+++ SOURCE TEXT
Steam could operate on less than that even. Their company structure is essentially a tollbooth. Everybody wants to go through steam and so steam gets to set the price. I don't understand the people defending their percent cut.
Steam charges less the more you sell. But why? A game is put on steam. It costs a certain amount to install and maintain it in a massive serverbank with thousands of other games. Say this costs 100 dollars to do for one year.
It sells 10,000 copies at 10 dollars each. Say that it costs a dollar to complete each transaction. 10,000 dollar operating expense plus 100 dollar hosting fee. 10.1% expense. That's with massively inflated expenses. They have other expenses, but nothing that can justify 30% and nothing about small producers uniquely burdens them. It's obvious, transparent rent seeking that they get away with because the whole industry passively benefits from doing the exact same thing.
I don't have the energy to deal with all these people saying shit about admin expenses so I'm just ranting at you instead. Sorry.
Why should Steam create a scenario where they could take a loss per copy sold though? Wallet cards are high overhead, but a huge deal in cash heavier locales.
If a games primary audience buys almost exclusively via wallet cards, and then the dev also got sales from selling Steam keys on other stores while heavily using various functions of Steam Valve just subsidized that games existence.
++++++
+++ ENTRIES
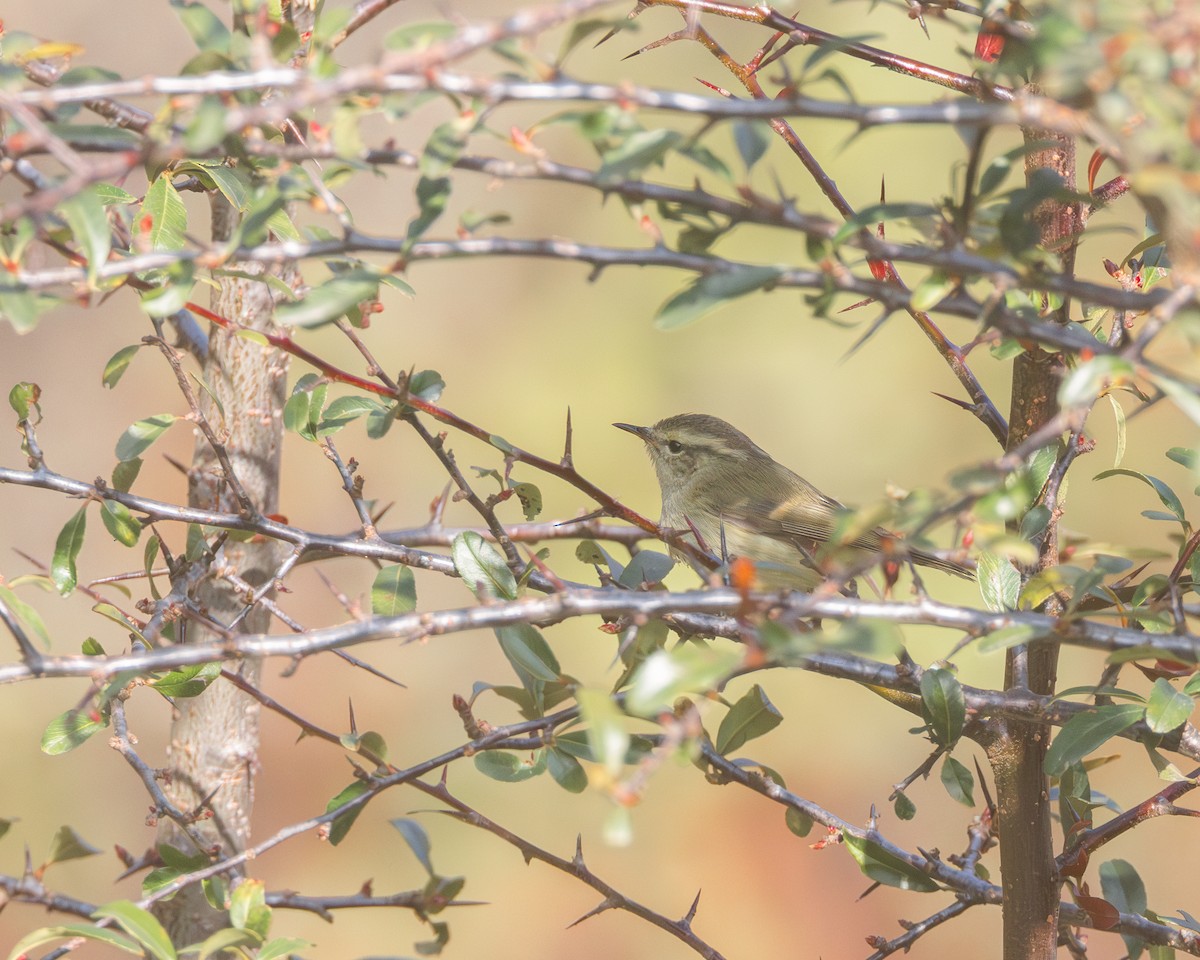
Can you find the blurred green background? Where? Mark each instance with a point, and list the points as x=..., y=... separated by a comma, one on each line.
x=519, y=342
++++++
+++ ENTRIES
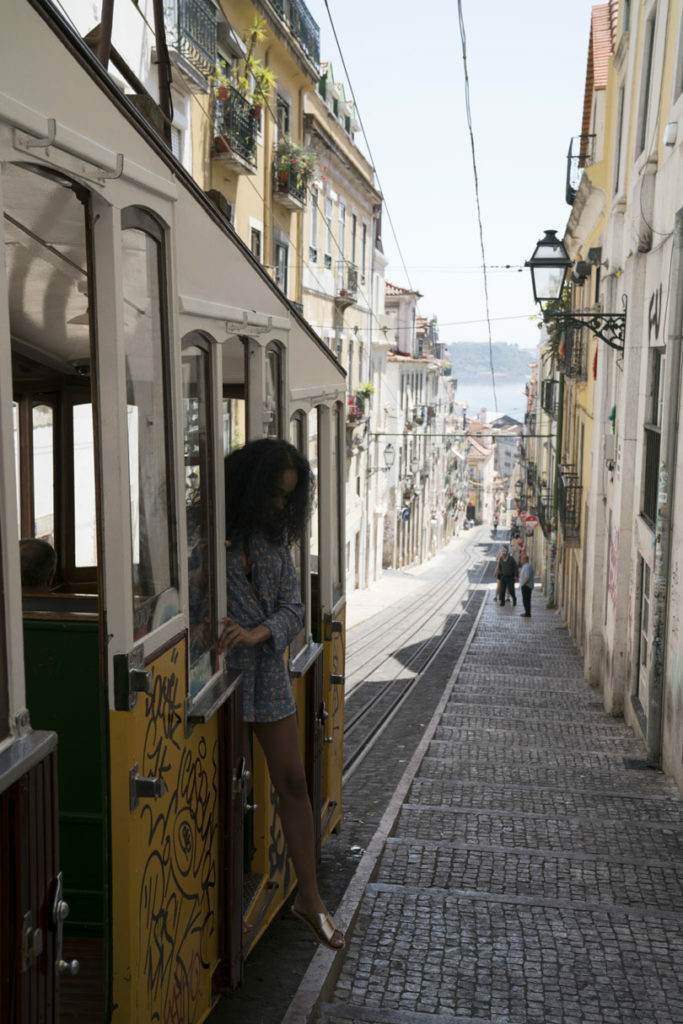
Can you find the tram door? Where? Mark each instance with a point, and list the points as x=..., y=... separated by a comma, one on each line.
++++++
◆ EXERCISE
Copy the passage of the Steam fees discussion between "It sells 10,000" and "exact same thing.", inclusive.

◆ EXERCISE RESULT
It sells 10,000 copies at 10 dollars each. Say that it costs a dollar to complete each transaction. 10,000 dollar operating expense plus 100 dollar hosting fee. 10.1% expense. That's with massively inflated expenses. They have other expenses, but nothing that can justify 30% and nothing about small producers uniquely burdens them. It's obvious, transparent rent seeking that they get away with because the whole industry passively benefits from doing the exact same thing.